EXERCISE |
Please copy out each line of the entries in which "instance" appears.

Stored records |
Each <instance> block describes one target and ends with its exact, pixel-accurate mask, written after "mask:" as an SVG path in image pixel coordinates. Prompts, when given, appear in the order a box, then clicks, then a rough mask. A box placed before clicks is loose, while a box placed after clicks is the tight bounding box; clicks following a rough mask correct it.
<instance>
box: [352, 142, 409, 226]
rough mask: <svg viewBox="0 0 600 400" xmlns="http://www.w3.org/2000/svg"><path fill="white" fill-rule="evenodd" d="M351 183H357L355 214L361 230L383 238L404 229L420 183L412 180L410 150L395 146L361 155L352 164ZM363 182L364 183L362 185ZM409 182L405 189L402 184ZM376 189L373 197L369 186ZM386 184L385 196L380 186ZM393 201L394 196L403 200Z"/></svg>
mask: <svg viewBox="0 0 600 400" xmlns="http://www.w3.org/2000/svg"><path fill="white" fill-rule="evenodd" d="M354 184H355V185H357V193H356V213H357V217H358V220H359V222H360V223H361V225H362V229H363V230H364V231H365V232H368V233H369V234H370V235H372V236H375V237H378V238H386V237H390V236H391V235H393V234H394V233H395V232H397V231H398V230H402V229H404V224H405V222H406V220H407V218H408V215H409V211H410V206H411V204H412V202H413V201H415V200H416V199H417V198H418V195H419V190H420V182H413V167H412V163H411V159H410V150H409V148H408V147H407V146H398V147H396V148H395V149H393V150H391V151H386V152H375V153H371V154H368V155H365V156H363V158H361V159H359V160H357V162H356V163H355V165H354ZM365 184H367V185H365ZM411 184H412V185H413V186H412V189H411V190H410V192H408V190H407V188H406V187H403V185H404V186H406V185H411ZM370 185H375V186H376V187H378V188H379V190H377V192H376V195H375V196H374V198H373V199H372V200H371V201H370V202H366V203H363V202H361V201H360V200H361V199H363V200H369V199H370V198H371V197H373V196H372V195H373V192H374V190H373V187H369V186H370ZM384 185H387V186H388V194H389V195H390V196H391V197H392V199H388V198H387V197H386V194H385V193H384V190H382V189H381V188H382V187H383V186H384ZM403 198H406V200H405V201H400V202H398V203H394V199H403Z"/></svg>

RESPONSE FOR THIS EXERCISE |
Each <instance> block describes one target and ends with its exact, pixel-accurate mask, written after "mask:" as an SVG path in image pixel coordinates. Prompts, when given, appear in the order a box, then clicks, then a rough mask. A box placed before clicks is loose, while a box placed after clicks is the tight bounding box; clicks following a rough mask correct it.
<instance>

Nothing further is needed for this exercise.